Exercise:
Copy out all of the records below, word for word and line for line.

(Data entries)
-- START --

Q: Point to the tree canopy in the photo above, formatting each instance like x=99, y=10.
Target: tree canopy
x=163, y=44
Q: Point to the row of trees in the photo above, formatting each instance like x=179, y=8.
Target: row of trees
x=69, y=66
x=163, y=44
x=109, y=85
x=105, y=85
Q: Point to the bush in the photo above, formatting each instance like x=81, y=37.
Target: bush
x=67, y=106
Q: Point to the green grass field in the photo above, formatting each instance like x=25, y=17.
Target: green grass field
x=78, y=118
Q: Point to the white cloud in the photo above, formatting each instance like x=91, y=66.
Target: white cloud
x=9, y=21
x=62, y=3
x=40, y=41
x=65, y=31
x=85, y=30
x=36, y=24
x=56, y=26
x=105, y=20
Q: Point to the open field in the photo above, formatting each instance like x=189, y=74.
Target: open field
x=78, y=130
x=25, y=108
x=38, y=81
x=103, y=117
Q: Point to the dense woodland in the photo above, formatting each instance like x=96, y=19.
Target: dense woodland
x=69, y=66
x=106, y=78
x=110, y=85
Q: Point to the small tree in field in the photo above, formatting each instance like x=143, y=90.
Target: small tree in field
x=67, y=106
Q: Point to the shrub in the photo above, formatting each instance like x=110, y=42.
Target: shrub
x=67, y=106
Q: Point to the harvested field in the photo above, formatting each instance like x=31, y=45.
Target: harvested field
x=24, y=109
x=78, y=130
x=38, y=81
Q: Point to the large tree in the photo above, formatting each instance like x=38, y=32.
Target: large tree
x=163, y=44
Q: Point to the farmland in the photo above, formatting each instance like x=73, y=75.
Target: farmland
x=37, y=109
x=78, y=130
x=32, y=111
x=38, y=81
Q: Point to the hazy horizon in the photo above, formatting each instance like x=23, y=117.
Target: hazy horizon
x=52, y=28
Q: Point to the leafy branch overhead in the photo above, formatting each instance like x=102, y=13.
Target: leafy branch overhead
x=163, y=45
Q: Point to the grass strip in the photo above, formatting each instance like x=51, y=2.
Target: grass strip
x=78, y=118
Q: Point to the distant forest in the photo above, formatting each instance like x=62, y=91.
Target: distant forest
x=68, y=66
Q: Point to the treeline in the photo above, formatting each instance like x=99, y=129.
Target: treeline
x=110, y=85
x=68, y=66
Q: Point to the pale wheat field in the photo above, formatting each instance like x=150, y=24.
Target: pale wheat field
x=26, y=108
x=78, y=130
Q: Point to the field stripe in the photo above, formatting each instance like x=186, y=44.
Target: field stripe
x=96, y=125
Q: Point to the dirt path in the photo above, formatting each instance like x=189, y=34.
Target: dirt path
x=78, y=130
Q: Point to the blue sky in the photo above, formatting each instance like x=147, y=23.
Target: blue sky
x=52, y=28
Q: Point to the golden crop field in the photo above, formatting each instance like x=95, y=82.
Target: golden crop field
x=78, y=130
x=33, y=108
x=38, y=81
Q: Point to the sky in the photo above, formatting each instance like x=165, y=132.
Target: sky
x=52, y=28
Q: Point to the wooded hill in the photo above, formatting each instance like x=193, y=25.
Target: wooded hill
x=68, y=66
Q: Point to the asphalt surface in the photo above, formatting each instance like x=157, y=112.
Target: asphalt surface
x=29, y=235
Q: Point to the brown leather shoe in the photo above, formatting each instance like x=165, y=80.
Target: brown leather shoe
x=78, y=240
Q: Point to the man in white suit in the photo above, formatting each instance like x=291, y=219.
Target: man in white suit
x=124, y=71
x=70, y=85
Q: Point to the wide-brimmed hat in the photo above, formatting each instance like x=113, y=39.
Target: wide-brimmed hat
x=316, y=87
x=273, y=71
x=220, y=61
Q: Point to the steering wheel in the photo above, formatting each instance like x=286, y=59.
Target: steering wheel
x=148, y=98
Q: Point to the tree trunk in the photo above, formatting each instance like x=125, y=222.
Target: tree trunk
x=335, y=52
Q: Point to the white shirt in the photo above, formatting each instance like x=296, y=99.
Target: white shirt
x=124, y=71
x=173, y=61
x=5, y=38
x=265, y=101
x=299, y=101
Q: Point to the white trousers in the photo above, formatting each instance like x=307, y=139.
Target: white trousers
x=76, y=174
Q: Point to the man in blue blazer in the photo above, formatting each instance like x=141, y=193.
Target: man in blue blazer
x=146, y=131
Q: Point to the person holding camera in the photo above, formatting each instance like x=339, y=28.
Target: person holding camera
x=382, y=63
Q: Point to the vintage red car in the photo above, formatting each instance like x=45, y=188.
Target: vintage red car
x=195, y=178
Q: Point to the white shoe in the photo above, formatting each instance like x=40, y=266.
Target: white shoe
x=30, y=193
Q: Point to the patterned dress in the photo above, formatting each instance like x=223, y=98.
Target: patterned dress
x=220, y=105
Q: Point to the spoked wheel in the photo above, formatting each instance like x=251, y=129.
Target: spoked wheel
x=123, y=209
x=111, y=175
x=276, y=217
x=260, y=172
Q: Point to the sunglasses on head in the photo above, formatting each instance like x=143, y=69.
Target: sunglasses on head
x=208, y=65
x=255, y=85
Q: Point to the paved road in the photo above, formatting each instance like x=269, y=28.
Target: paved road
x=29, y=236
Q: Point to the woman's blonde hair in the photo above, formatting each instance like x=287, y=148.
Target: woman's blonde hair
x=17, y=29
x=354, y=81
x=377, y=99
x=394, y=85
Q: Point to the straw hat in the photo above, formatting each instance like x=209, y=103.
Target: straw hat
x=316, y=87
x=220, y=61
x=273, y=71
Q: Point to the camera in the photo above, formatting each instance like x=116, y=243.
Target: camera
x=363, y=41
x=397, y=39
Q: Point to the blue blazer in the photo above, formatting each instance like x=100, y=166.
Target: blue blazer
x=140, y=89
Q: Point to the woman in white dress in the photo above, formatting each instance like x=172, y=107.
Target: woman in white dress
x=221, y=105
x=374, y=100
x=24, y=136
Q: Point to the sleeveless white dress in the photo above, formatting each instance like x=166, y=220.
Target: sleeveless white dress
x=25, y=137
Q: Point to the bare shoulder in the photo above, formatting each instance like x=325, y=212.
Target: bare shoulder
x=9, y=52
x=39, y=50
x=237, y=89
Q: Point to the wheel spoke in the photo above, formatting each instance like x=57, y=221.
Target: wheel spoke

-- END --

Answer in full:
Q: Point to the tree canopy in the photo above, formatting each instance like x=99, y=10.
Target: tree canopy
x=163, y=44
Q: Point to the row of trees in the photo above, formatting each instance like x=179, y=8.
Target: row of trees
x=69, y=66
x=163, y=44
x=109, y=85
x=105, y=85
Q: Point to the bush in the photo above, formatting each instance like x=81, y=37.
Target: bush
x=67, y=106
Q: Point to the green grass field in the photo above, formatting each instance like x=25, y=17.
Target: green grass field
x=78, y=118
Q: Point to the white cloud in the photo above, formatting each instance like x=91, y=66.
Target: white cloud
x=9, y=21
x=62, y=3
x=40, y=41
x=65, y=31
x=85, y=30
x=36, y=24
x=56, y=26
x=105, y=20
Q: Point to the open field in the photo above, formatting each instance like x=189, y=74.
Target: open field
x=78, y=130
x=25, y=108
x=38, y=81
x=103, y=117
Q: Point to the dense woodland in the photo above, formatting each instance like x=96, y=19.
Target: dense woodland
x=69, y=66
x=106, y=78
x=110, y=85
Q: Point to the small tree in field in the photo above, formatting each instance like x=143, y=90.
Target: small tree in field
x=67, y=106
Q: Point to the shrub in the photo above, formatting each instance like x=110, y=42.
Target: shrub
x=67, y=106
Q: Point to the harvested field in the photo above, formatting each instance like x=31, y=45.
Target: harvested field
x=24, y=109
x=78, y=130
x=38, y=81
Q: Point to the large tree in the photo above, formatting each instance like x=38, y=32.
Target: large tree
x=163, y=44
Q: Point to the farmland in the photo above, formatting each instance like x=73, y=75.
Target: farmland
x=37, y=109
x=78, y=130
x=32, y=111
x=38, y=81
Q: Point to the hazy horizon in the photo above, formatting each instance like x=23, y=117.
Target: hazy horizon
x=52, y=28
Q: Point to the leafy branch overhead in the photo above, formatting each instance like x=102, y=13.
Target: leafy branch overhead
x=163, y=45
Q: Point to the grass strip in the photo above, formatting each instance like x=51, y=2.
Target: grass strip
x=78, y=118
Q: Point to the distant forest in the photo above, formatting each instance like x=62, y=91.
Target: distant forest
x=68, y=66
Q: Point to the treeline in the photo above, formatting each instance like x=99, y=129.
Target: treeline
x=110, y=85
x=68, y=66
Q: Point to the pale wheat field in the photo above, formatting each instance like x=150, y=24.
Target: pale wheat field
x=26, y=108
x=78, y=130
Q: Point to the field stripe in the photo above, formatting each instance like x=186, y=44.
Target: field stripe
x=96, y=125
Q: Point to the dirt path in the photo above, formatting each instance like x=189, y=34.
Target: dirt path
x=78, y=130
Q: Point to the blue sky in the photo above, formatting each instance like x=147, y=23.
Target: blue sky
x=52, y=28
Q: Point to the golden crop field in the photo above, formatting each instance like x=95, y=82.
Target: golden crop field
x=78, y=130
x=33, y=108
x=38, y=81
Q: Point to the sky in the photo above, formatting each instance like x=165, y=132.
Target: sky
x=52, y=28
Q: Point to the wooded hill in the photo above, formatting each instance like x=193, y=25.
Target: wooded hill
x=68, y=66
Q: Point to the asphalt surface in the photo above, formatting each instance like x=157, y=112.
Target: asphalt surface
x=29, y=235
Q: Point to the brown leather shoe in the photo above, formatting each instance like x=165, y=80.
Target: brown leather shoe
x=78, y=240
Q: Point to the man in white suit in the photo above, formatting each instance like x=291, y=219.
Target: man in white suit
x=124, y=71
x=70, y=85
Q: Point to the wide-brimmed hat in the photo above, formatting each instance like x=113, y=39.
Target: wide-brimmed hat
x=316, y=87
x=273, y=71
x=220, y=61
Q: Point to the steering wheel in the photo above, formatting each instance like x=286, y=59.
Target: steering wheel
x=148, y=98
Q: Point to the tree trunk in the photo above, formatting each instance like x=125, y=222.
Target: tree trunk
x=335, y=52
Q: Point to the white shirt in the photo above, formatting each instance like x=296, y=99.
Target: white shirt
x=124, y=71
x=173, y=61
x=5, y=38
x=265, y=101
x=299, y=101
Q: Point to the white trousers in the photo above, formatting each instance like x=307, y=139.
Target: white trousers
x=76, y=174
Q: Point to the man in blue blazer in the photo above, formatting each instance like x=141, y=193.
Target: man in blue blazer
x=146, y=131
Q: Point to the person holding camera in the photo above, formatting each instance like x=339, y=28.
Target: person holding camera
x=382, y=63
Q: Point to the vintage red car in the photo above, formatting each instance like x=45, y=188.
Target: vintage red car
x=195, y=178
Q: Point to the white shoe in the photo above, formatting each instance like x=40, y=266.
Target: white shoe
x=30, y=193
Q: Point to the patterned dress in the photo above, formatting each instance like x=223, y=98.
Target: patterned dress
x=220, y=105
Q: Point to the spoked wheel in the photo above, formatting each instance like x=251, y=129.
Target: spoked wheel
x=123, y=209
x=111, y=175
x=276, y=217
x=260, y=172
Q: Point to the sunglasses on head in the photo above, formatting each instance like x=143, y=69.
Target: sunglasses on head
x=208, y=65
x=255, y=85
Q: Point to the paved road in the photo above, formatting each instance like x=269, y=28.
Target: paved road
x=29, y=236
Q: Point to the woman's blonde hair in the photo above, formatting each instance like x=287, y=148.
Target: woman's blonde hair
x=17, y=29
x=354, y=81
x=377, y=99
x=394, y=85
Q: Point to the straw hat in the photo above, formatting each instance like x=209, y=103.
Target: straw hat
x=316, y=87
x=220, y=61
x=273, y=71
Q: Point to the camera in the photo above, formatting each instance like x=116, y=243.
Target: camera
x=363, y=41
x=397, y=39
Q: Point to the blue blazer in the photo above, formatting each instance like x=100, y=166.
Target: blue blazer
x=140, y=89
Q: Point to the woman in white dress in the photo above, formatting each instance like x=172, y=107.
Target: woman in white dress
x=221, y=105
x=374, y=100
x=24, y=136
Q: Point to the sleeveless white dress in the photo above, formatting each instance like x=166, y=220.
Target: sleeveless white dress
x=25, y=137
Q: Point to the bare shoulder in the photo above, formatting each instance like x=325, y=212.
Target: bare shoulder
x=9, y=52
x=39, y=50
x=237, y=89
Q: Point to the wheel spoke in the photo above, formatting each instance like x=57, y=221.
Target: wheel spoke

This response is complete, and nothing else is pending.